* start RECORD EXTRACTS *

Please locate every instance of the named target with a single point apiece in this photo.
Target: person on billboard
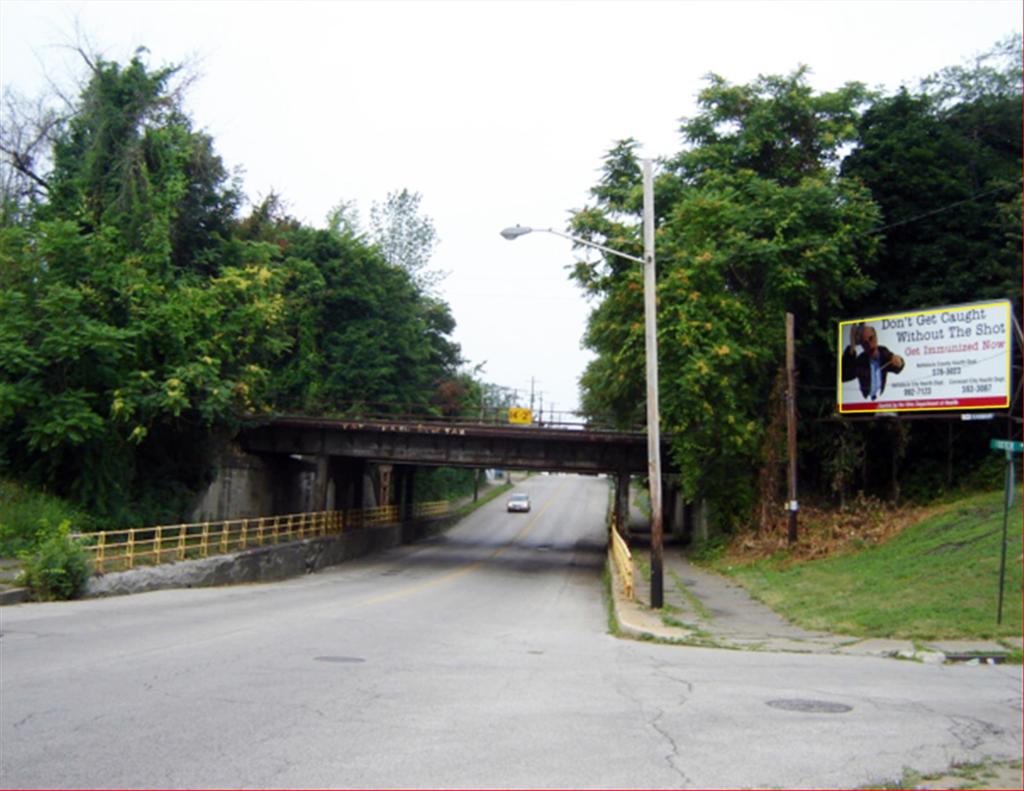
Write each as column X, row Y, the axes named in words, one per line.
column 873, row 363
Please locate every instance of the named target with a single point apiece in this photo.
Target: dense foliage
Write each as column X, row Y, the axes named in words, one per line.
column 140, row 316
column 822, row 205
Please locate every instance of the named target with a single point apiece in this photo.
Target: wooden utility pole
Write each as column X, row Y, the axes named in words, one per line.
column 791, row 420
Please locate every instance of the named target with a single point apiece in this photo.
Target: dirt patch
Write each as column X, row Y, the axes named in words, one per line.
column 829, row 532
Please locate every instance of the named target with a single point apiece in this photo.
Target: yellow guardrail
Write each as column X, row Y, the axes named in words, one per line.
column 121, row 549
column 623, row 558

* end RECORD EXTRACTS *
* start RECORD EXTRACTS *

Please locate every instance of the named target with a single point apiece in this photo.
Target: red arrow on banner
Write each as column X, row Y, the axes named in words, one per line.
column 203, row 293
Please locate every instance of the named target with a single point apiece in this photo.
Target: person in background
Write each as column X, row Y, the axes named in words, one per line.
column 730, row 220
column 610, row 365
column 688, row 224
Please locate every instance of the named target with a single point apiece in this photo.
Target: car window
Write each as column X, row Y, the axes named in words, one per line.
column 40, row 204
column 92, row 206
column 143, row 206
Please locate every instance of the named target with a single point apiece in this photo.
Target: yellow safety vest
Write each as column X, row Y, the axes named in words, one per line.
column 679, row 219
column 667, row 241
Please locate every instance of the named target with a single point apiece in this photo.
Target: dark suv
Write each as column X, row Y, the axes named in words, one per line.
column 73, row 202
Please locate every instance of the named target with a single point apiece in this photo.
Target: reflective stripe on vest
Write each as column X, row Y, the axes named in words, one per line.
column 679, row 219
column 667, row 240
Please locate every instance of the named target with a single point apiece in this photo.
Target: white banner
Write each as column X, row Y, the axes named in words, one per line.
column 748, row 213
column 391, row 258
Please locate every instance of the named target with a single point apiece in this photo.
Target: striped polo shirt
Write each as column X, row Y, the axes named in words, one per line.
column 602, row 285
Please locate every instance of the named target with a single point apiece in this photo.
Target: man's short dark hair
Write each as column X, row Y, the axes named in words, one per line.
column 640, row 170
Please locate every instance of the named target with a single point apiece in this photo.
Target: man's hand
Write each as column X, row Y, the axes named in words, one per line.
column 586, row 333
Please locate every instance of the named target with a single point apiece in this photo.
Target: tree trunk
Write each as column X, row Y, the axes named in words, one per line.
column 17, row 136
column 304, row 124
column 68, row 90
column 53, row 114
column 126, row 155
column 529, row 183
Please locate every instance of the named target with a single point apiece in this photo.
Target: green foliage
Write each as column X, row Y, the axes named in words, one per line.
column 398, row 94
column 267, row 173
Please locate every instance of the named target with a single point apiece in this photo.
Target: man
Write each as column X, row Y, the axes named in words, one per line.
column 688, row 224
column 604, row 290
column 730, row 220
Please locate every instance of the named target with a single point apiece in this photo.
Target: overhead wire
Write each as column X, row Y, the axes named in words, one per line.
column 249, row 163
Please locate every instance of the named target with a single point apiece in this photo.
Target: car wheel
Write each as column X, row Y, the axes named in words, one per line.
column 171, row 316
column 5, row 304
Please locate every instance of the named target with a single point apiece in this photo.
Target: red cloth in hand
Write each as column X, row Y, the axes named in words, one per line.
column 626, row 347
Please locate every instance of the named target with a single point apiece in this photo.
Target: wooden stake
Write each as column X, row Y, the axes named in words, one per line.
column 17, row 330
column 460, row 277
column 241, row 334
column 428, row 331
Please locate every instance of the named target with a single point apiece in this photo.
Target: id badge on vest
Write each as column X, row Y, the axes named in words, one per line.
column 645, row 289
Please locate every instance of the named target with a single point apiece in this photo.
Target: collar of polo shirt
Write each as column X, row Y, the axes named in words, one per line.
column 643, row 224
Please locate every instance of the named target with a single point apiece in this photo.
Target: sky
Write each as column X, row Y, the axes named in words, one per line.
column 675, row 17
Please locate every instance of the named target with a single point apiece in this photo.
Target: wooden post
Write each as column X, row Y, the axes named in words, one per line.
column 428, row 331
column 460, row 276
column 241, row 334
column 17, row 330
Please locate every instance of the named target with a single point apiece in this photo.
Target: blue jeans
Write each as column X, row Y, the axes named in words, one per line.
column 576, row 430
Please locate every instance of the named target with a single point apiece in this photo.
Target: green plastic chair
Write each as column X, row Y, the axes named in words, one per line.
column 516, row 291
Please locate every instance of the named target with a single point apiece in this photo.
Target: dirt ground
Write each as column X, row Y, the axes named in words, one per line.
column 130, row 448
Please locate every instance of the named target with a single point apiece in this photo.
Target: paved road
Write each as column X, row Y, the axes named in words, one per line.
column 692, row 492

* end RECORD EXTRACTS *
* start RECORD EXTRACTS *

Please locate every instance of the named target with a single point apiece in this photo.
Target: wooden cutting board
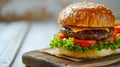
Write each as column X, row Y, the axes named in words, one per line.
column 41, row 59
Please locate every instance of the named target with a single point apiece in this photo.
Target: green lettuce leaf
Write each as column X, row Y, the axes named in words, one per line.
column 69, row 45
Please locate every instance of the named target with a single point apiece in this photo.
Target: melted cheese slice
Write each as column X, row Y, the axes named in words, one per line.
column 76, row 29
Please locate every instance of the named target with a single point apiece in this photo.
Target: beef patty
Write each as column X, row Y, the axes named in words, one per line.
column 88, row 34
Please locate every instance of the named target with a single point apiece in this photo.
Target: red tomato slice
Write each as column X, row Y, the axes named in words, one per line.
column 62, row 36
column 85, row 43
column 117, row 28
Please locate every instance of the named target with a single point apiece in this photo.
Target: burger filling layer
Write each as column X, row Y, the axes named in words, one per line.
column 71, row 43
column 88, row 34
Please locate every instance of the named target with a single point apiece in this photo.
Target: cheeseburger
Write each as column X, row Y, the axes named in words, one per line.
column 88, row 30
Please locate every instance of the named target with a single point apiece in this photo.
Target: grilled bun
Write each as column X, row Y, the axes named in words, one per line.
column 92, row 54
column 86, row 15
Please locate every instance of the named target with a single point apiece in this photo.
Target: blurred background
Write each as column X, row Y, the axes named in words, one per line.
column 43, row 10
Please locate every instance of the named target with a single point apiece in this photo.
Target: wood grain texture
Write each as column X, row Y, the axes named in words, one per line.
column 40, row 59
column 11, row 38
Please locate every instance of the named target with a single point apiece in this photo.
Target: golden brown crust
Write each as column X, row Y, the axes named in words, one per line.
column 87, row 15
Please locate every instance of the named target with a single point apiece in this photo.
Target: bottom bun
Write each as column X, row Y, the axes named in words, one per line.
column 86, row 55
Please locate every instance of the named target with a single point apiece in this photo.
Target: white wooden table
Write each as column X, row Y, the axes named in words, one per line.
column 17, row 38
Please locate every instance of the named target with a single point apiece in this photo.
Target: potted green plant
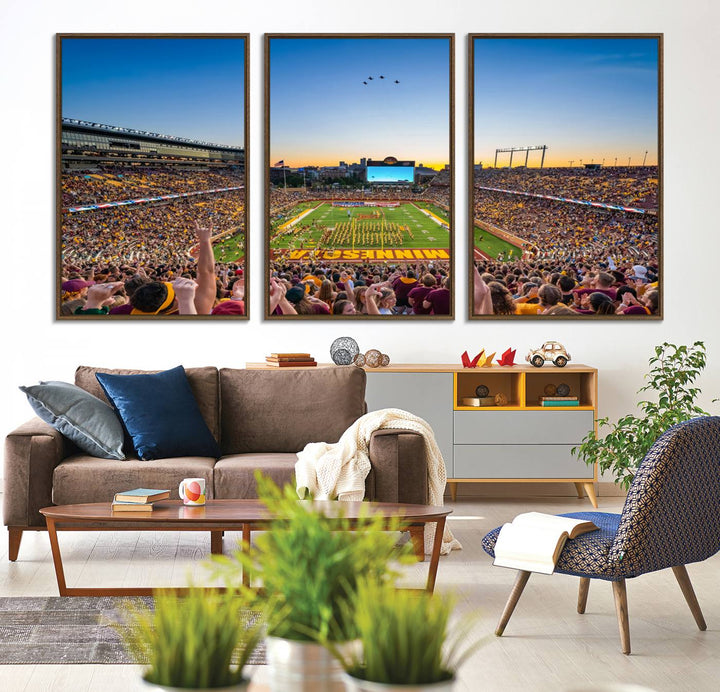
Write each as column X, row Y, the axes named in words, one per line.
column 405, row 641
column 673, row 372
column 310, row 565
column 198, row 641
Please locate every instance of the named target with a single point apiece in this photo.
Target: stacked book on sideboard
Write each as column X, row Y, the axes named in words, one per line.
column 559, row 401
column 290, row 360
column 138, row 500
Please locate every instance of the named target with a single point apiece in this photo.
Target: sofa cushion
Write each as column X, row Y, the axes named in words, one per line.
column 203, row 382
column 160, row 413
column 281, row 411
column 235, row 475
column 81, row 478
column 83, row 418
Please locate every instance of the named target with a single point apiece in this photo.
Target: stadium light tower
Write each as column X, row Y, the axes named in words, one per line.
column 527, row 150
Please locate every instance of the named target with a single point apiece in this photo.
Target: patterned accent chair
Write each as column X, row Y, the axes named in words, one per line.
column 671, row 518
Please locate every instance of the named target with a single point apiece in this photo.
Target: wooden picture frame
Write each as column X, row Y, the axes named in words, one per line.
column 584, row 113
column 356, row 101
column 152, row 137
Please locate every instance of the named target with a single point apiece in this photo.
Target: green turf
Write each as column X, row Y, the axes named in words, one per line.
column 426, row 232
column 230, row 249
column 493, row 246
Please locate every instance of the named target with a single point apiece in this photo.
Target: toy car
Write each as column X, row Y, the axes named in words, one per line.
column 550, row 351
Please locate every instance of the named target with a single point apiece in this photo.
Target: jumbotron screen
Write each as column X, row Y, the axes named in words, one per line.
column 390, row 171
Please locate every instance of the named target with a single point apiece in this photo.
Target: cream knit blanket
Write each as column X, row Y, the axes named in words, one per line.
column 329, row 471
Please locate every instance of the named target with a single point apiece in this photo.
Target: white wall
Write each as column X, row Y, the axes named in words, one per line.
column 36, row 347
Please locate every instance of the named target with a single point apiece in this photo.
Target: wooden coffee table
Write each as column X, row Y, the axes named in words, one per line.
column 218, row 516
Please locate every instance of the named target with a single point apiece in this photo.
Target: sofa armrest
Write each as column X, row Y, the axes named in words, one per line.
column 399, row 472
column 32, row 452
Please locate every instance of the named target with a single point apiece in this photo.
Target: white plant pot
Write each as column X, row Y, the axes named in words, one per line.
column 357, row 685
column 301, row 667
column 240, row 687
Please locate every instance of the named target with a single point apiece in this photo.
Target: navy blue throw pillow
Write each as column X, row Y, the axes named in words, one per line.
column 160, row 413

* end RECORD EXTRACTS *

**GIVEN PROBLEM:**
Find every line in the records above that contains the word "shirt" and copy each one. Case counts.

**PROBLEM SOLUTION:**
Target: striped polo shirt
Target: collar of polo shirt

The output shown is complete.